= Trecho do documento =
Fonte: Elaborado pela autora com base em levantamento realizado na biblioteca virtual da FIS

Foi possível verificar que, das 25 publicações, 13 centravam-se no âmbito da gestão, 3 em educação integral, 6 em tutorias das mais diversas e 3 em processos pedagógicos, especificamente.

O número de publicações no campo da gestão, seja ela escolar ou de sistemas, nos indica que a FIS preocupa-se em pensar a gestão e disseminar conhecimento produzido na área, possivelmente, por seu papel estratégico no que tange à implementação de políticas e reformas educacionais, inclusive, as decorrentes das orientações de organismos internacionais, que privilegiam a eficiência e a eficácia e fomentam políticas de responsabilização e avaliações em larga escala.

Dentre as parcerias, as mais frequentes figuram Unicef e CENPEC, o primeiro nas iniciativas das pesquisas propostas e o segundo na coordenação técnica, na maioria dos casos analisados.

Rótulos de pontos do objeto:
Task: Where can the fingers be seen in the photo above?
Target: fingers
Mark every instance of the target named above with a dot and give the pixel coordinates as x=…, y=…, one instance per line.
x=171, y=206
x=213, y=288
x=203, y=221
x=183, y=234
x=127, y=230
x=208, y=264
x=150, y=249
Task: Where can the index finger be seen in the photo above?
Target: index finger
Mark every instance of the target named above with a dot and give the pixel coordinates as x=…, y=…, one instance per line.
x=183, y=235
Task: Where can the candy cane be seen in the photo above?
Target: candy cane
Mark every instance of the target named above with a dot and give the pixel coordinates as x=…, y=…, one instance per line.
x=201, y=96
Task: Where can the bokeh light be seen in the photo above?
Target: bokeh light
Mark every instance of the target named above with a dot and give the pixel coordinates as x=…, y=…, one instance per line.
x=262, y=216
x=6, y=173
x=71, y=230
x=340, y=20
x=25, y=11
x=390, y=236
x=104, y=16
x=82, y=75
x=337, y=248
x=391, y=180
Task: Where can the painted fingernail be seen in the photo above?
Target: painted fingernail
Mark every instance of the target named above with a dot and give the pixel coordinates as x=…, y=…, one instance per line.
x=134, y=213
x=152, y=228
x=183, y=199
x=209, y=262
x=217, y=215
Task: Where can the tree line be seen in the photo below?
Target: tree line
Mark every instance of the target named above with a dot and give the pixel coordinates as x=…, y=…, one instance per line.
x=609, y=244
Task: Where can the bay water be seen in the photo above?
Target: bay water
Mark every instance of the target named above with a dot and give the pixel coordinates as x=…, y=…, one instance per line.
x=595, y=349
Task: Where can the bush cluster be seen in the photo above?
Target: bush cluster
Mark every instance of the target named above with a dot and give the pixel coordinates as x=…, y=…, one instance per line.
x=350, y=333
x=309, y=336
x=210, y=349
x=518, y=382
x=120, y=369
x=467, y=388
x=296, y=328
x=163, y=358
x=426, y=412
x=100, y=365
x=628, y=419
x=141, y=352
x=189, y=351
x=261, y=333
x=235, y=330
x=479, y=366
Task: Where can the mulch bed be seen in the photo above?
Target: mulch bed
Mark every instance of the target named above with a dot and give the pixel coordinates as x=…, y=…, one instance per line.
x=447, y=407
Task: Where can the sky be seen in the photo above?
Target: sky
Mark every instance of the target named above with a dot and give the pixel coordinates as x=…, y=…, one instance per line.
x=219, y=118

= Exercício proposto =
Devolva, sem nenhuma alteração, a parte do texto sobre as publicações da FIS que vai de "Foi possível verificar" até "dos casos analisados.".

= Resposta à tarefa =
Foi possível verificar que, das 25 publicações, 13 centravam-se no âmbito da gestão, 3 em educação integral, 6 em tutorias das mais diversas e 3 em processos pedagógicos, especificamente.

O número de publicações no campo da gestão, seja ela escolar ou de sistemas, nos indica que a FIS preocupa-se em pensar a gestão e disseminar conhecimento produzido na área, possivelmente, por seu papel estratégico no que tange à implementação de políticas e reformas educacionais, inclusive, as decorrentes das orientações de organismos internacionais, que privilegiam a eficiência e a eficácia e fomentam políticas de responsabilização e avaliações em larga escala.

Dentre as parcerias, as mais frequentes figuram Unicef e CENPEC, o primeiro nas iniciativas das pesquisas propostas e o segundo na coordenação técnica, na maioria dos casos analisados.